### What you are asked to do
Copy the mailing-list post about mainframe modernization below in full, word for word.
* begin Source passage *
2020-06-09 Thread Mitch Mccluhan
 Everyone,
I can tell you as a fact that there are a number of things are true.  Many 
"modernization" projects do end up not being completed, no big mainframe shop 
is looking to get off the mainframe, there are a large number of projects 
underway where the client is "modernizing" on the mainframe (language, file 
conversion, DBMS conversion, etc) and lastly (not a lot, but some) there are 
mainframe shops that are going to the zCloud which is essentially moving from 
one data center to another, keeping the mainframe.
Anyone who tells you most (100%?, really?) mainframe users are going to 
distributed or distributed platform cloud are exaggerating the truth.  I know 
this because mainframe modernization is what I do for a living.
Mitch
 
 
-Original Message-
From: Bob Bridges 
To: IBM-MAIN@LISTSERV.UA.EDU
Sent: Tue, Jun 9, 2020 7:02 am
Subject: "Everyone wants to retire mainframes"

A coworker just sent me this brief article.
* end Source passage *
* begin Recorded data *
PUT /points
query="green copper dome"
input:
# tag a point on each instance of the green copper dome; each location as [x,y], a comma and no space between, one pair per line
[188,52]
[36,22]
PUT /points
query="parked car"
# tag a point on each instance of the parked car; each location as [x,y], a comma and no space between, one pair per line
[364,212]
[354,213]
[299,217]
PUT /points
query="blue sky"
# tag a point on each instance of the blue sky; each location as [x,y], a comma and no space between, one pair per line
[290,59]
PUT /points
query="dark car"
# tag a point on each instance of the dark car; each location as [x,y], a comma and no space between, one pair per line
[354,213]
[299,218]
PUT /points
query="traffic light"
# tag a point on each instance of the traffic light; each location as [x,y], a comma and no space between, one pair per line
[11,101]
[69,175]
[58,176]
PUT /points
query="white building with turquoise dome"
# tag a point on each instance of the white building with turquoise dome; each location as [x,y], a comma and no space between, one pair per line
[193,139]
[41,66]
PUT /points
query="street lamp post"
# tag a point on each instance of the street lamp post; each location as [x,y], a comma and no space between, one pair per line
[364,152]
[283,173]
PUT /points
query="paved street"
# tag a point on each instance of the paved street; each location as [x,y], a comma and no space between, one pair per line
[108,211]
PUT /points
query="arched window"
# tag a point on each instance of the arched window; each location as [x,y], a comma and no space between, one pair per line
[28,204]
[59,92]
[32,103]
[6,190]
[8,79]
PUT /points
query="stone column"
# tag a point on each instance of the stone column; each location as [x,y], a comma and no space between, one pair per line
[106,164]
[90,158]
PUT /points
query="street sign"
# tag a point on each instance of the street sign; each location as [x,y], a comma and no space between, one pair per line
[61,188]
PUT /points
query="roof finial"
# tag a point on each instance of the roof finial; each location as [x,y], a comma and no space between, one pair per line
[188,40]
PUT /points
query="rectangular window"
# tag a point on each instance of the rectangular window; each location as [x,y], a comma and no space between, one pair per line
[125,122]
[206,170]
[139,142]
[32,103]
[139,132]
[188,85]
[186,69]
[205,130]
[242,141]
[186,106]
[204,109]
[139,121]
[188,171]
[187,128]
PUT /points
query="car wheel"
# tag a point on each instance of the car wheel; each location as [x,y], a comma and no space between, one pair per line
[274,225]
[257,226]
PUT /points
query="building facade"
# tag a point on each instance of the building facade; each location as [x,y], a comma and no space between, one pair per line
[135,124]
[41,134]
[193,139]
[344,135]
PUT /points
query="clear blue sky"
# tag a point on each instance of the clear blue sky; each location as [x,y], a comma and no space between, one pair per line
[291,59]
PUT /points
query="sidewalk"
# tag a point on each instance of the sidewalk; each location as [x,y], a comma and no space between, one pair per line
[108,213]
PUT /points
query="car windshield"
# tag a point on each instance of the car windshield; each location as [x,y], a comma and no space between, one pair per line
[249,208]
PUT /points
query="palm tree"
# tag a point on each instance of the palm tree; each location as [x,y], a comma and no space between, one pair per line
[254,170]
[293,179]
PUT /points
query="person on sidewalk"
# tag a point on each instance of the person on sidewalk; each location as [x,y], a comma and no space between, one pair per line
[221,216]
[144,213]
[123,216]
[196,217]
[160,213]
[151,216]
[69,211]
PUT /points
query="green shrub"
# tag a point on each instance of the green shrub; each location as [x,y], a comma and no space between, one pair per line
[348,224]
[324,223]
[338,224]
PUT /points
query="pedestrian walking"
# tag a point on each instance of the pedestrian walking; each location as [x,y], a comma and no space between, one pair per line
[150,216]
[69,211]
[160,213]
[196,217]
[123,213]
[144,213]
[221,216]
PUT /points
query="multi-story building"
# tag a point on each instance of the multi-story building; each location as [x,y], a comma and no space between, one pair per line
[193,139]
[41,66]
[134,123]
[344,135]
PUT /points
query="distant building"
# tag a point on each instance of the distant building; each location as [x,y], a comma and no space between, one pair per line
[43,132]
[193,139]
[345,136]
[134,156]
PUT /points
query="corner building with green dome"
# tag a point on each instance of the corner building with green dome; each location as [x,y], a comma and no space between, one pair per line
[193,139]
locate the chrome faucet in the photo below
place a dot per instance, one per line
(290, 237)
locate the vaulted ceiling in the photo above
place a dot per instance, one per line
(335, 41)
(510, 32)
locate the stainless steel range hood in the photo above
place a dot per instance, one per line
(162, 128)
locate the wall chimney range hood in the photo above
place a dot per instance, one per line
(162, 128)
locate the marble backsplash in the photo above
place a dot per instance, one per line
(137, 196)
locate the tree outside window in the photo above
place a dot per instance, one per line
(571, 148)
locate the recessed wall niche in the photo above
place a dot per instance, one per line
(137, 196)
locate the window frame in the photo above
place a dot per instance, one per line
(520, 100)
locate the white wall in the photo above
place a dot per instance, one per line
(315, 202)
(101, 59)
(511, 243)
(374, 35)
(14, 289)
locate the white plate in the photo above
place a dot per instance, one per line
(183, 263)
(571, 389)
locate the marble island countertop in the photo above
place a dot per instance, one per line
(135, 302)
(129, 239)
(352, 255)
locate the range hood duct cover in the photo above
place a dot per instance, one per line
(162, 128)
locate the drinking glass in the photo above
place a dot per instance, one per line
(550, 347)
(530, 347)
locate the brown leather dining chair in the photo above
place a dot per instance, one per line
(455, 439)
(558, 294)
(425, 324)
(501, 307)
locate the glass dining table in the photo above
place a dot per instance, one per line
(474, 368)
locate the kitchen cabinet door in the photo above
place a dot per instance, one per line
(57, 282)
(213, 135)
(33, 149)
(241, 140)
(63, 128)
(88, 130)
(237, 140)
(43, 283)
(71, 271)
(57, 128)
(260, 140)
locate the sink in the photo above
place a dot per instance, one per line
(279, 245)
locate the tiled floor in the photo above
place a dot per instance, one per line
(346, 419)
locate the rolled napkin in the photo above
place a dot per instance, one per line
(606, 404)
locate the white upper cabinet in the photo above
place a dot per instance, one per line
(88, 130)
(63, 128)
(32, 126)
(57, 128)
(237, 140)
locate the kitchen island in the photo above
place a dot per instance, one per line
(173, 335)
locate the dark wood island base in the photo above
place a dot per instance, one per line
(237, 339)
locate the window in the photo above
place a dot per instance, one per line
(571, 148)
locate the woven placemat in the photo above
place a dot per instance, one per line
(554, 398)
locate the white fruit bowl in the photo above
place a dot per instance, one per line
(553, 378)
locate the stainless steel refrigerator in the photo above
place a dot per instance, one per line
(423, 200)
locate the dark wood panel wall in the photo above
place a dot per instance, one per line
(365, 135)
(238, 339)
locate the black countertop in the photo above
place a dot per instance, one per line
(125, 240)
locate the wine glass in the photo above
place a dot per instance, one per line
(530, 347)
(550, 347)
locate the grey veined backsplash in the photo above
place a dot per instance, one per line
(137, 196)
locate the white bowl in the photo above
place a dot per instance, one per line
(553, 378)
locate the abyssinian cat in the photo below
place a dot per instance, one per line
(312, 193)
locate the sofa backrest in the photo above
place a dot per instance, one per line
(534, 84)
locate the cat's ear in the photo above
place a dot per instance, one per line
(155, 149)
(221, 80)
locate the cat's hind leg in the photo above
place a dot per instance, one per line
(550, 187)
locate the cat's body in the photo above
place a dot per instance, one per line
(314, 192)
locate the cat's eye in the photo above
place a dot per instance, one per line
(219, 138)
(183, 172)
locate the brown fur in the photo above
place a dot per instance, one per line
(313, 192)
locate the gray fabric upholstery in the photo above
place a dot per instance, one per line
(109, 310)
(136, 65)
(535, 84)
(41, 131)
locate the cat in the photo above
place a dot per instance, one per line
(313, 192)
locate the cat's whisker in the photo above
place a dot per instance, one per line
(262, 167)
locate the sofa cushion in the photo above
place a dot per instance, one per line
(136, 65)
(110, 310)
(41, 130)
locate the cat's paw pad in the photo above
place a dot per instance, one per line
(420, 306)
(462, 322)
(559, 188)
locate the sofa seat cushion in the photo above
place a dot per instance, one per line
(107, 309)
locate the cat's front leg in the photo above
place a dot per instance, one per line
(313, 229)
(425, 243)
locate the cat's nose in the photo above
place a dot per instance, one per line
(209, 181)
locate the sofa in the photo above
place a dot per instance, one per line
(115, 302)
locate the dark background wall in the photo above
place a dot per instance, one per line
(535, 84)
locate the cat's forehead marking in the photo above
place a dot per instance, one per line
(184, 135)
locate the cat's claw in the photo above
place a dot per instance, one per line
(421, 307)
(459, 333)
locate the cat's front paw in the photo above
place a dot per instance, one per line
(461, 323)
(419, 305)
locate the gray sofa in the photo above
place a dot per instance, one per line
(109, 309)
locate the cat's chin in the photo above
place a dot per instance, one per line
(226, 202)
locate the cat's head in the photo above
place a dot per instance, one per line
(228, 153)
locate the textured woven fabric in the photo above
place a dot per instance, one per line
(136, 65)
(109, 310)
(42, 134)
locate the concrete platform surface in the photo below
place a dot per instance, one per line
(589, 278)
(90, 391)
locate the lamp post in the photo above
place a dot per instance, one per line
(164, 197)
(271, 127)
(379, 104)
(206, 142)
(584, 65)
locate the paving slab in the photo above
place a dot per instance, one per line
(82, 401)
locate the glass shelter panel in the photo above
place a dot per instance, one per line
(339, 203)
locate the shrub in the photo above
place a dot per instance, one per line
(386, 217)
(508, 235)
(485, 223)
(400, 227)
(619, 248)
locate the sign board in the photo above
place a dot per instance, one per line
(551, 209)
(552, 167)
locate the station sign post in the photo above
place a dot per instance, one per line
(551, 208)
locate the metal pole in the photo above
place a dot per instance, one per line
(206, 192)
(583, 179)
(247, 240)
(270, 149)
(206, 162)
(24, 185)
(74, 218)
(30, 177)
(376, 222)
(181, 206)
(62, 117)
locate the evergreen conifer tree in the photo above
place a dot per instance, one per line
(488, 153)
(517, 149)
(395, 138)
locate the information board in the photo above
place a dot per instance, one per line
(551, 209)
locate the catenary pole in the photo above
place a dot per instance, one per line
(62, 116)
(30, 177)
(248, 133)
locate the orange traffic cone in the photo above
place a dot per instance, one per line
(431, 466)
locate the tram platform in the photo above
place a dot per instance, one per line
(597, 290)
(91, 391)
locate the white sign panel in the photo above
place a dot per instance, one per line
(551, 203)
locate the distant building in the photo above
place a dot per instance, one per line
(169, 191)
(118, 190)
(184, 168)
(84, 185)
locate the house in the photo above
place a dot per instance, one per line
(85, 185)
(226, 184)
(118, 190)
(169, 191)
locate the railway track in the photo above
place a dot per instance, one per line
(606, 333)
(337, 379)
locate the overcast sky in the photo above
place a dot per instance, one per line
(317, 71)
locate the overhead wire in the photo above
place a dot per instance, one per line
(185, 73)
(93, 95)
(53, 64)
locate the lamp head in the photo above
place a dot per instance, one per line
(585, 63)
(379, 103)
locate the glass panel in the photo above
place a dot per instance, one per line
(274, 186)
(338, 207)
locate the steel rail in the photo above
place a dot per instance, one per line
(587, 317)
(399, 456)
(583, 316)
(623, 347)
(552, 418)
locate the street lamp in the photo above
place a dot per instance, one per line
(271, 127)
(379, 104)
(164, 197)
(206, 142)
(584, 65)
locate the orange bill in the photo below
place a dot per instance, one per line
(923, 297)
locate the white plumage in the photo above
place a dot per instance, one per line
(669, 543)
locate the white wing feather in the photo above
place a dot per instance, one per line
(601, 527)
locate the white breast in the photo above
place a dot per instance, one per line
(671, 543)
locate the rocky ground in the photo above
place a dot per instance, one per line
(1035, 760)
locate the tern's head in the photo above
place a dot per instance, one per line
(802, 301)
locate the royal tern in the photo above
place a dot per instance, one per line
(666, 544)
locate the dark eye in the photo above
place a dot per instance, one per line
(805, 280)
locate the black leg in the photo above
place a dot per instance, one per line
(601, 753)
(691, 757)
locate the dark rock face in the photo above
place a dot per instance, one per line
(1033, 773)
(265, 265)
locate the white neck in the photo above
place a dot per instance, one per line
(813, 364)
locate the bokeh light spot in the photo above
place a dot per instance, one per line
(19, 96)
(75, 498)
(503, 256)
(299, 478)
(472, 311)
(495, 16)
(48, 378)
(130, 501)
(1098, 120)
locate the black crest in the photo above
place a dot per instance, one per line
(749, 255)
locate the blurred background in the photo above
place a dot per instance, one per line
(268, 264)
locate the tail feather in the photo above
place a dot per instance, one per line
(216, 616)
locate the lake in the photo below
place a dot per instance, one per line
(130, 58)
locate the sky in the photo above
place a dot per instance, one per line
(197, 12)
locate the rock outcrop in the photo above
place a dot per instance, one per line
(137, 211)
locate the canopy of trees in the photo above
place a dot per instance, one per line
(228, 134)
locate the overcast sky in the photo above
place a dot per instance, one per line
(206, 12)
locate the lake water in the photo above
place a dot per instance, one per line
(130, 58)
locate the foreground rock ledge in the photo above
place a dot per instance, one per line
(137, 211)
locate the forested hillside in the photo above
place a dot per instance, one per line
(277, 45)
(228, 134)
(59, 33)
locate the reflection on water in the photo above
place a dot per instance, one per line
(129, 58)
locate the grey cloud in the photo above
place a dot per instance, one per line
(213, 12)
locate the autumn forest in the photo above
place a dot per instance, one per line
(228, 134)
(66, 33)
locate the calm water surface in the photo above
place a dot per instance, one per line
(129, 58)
* end Recorded data *
### Reply to the exercise
2020-06-09 Thread Mitch Mccluhan
 Everyone,
I can tell you as a fact that there are a number of things are true.  Many 
"modernization" projects do end up not being completed, no big mainframe shop 
is looking to get off the mainframe, there are a large number of projects 
underway where the client is "modernizing" on the mainframe (language, file 
conversion, DBMS conversion, etc) and lastly (not a lot, but some) there are 
mainframe shops that are going to the zCloud which is essentially moving from 
one data center to another, keeping the mainframe.
Anyone who tells you most (100%?, really?) mainframe users are going to 
distributed or distributed platform cloud are exaggerating the truth.  I know 
this because mainframe modernization is what I do for a living.
Mitch
 
 
-Original Message-
From: Bob Bridges 
To: IBM-MAIN@LISTSERV.UA.EDU
Sent: Tue, Jun 9, 2020 7:02 am
Subject: "Everyone wants to retire mainframes"

A coworker just sent me this brief article.